◆ **Action item**
Would you copy out only the lines from the one with "Expected behaviour: for every instance of the water" to the end of the records, exactly as they stand?

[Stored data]
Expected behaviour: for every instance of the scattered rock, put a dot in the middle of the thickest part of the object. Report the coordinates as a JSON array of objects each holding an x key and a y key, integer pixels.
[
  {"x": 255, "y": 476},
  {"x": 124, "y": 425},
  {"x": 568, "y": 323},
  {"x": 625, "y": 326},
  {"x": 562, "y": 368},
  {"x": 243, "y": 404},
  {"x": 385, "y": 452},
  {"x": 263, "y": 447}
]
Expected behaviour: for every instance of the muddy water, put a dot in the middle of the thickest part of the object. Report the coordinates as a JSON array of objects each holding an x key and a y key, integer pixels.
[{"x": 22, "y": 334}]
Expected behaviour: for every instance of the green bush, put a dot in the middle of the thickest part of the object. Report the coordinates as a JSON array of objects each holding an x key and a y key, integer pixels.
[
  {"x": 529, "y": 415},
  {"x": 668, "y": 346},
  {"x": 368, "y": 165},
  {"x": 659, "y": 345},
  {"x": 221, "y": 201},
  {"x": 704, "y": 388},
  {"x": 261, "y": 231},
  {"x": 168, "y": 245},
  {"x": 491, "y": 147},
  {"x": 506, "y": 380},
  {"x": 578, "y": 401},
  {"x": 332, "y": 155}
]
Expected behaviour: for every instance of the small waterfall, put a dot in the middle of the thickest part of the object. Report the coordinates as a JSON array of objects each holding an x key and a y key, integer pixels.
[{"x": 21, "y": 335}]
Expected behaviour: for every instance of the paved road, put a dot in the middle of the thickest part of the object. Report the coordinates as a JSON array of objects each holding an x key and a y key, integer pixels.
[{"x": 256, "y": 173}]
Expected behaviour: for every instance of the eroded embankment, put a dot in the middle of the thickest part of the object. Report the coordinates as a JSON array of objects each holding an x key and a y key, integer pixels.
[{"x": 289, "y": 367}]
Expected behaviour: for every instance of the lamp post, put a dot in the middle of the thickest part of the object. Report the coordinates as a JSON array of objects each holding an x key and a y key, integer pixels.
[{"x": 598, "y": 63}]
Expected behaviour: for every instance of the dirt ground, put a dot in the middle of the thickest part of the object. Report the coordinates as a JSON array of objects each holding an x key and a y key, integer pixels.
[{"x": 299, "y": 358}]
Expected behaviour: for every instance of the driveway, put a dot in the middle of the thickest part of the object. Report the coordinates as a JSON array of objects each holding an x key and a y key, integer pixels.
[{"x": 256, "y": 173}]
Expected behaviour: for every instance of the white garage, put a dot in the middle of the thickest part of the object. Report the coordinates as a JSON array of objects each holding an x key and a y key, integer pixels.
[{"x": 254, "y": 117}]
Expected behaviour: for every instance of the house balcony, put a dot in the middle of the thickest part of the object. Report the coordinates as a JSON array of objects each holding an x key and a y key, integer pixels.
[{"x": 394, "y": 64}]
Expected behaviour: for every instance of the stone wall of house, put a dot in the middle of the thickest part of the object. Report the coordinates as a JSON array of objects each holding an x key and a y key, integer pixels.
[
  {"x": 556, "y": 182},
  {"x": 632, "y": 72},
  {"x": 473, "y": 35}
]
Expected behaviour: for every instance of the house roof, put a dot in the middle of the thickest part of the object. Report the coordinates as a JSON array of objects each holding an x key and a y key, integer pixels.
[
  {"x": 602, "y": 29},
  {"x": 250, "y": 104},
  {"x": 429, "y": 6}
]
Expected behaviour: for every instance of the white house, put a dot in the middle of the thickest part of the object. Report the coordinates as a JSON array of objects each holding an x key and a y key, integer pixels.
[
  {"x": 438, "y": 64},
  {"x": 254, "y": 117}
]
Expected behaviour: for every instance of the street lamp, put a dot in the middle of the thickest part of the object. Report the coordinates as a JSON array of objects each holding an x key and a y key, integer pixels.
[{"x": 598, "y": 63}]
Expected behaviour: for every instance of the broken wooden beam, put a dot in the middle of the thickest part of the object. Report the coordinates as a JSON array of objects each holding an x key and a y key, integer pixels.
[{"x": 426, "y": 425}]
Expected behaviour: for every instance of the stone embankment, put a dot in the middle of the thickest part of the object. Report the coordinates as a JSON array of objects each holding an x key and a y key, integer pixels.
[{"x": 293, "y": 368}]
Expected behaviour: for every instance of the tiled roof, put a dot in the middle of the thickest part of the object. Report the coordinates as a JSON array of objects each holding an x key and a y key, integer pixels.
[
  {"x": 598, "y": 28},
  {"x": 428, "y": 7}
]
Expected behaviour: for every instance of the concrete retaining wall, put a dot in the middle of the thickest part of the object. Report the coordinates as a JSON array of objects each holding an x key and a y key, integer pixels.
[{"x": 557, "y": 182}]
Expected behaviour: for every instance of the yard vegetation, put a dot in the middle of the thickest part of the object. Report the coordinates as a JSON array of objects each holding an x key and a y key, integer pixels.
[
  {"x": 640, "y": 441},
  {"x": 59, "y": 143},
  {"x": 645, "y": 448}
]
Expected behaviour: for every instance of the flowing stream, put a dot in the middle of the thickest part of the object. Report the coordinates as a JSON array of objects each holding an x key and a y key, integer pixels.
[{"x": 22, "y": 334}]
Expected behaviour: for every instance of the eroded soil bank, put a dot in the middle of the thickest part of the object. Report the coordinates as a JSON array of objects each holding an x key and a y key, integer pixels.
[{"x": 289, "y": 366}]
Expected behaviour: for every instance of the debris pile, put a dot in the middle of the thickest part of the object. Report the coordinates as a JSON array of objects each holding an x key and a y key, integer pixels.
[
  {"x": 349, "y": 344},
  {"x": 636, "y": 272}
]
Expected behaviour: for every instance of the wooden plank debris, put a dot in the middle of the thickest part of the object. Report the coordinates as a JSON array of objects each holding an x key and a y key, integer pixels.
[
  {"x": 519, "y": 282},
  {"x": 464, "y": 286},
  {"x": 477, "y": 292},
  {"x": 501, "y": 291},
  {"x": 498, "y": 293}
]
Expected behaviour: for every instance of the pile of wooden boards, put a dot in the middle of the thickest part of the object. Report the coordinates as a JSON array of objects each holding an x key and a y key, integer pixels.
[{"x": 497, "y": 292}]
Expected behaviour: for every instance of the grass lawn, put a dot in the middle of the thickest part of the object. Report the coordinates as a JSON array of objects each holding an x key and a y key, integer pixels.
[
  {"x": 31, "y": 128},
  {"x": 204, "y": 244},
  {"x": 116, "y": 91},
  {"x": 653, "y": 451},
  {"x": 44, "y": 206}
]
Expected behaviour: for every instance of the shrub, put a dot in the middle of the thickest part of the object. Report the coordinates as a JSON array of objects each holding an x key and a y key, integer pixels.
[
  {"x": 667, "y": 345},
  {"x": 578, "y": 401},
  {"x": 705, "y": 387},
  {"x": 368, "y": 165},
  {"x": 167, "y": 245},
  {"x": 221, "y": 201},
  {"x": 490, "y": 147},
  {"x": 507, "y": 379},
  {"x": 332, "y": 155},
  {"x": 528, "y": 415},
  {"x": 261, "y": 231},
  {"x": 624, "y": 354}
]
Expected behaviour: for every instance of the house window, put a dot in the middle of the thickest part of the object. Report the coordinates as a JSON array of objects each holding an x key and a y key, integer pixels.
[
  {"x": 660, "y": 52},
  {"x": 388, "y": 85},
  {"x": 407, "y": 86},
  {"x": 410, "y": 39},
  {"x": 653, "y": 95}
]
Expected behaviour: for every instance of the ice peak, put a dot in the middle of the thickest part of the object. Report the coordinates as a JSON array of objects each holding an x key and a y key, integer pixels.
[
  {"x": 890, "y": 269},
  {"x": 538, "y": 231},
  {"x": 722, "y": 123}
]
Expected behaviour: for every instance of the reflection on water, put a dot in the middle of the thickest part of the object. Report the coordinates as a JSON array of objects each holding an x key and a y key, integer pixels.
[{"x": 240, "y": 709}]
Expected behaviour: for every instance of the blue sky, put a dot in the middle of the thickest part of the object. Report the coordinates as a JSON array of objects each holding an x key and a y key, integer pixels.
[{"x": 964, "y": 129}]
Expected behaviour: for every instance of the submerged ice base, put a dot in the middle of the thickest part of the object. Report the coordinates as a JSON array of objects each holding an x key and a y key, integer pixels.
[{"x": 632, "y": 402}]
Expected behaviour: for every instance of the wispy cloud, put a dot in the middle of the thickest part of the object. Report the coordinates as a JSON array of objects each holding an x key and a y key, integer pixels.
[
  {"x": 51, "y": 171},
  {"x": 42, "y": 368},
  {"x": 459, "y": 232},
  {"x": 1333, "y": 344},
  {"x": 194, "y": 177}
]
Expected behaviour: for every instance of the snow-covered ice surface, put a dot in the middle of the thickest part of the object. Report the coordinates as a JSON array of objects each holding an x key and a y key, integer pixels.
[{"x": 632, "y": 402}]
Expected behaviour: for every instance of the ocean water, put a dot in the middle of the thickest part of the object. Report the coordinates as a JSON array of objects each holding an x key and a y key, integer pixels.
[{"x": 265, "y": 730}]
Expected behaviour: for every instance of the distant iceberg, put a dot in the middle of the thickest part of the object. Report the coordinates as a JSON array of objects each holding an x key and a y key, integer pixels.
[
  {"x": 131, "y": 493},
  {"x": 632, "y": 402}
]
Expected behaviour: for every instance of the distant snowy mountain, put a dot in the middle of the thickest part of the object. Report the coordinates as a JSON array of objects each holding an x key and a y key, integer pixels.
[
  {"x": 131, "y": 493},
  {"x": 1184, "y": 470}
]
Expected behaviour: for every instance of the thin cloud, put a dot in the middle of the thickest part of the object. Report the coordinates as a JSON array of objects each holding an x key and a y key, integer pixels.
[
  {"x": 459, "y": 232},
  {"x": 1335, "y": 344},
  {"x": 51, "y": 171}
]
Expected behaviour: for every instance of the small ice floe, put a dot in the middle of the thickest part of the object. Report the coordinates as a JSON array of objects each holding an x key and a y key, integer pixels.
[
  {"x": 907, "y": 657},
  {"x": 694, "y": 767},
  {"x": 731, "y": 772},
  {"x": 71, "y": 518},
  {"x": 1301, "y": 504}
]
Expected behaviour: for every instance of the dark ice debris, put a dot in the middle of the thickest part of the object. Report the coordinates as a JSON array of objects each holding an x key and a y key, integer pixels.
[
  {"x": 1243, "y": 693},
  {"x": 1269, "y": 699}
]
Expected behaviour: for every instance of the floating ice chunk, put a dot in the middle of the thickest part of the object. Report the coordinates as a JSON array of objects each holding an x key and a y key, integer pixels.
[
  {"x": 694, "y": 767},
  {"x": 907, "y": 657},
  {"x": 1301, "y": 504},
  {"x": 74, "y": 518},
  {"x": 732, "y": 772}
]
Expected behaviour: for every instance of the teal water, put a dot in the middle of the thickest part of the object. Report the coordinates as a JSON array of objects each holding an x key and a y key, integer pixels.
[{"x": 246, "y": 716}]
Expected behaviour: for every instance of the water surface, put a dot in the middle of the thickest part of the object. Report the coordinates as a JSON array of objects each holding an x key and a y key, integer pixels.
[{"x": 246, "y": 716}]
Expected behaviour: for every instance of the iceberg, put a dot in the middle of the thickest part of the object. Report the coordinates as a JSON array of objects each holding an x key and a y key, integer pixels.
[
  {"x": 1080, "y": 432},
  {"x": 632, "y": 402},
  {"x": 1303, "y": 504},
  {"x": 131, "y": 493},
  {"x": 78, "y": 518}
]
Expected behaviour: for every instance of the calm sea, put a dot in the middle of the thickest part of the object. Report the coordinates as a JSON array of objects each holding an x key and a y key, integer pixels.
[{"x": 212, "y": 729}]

◆ **Answer space**
Expected behaviour: for every instance of the water surface, put a dot in the middle of the thickest part of the object. Report the coordinates as a JSON array of objects each holding an x key and a y key, integer pixels.
[{"x": 246, "y": 716}]
Expected behaviour: for every instance of the iceberg, put a dot in the middle of the thickest part of the object. Report the coordinates as a JSON array of objects each holding an x key and a y key, integer pixels.
[
  {"x": 1080, "y": 432},
  {"x": 632, "y": 402},
  {"x": 1303, "y": 504},
  {"x": 131, "y": 493},
  {"x": 78, "y": 518}
]
Expected behaviour: for every instance of the calm sea, put a dot in the middle of the thickest part of the object. Report the coordinates as a JSON array of objects each holding an x key and a y key, integer pixels.
[{"x": 212, "y": 729}]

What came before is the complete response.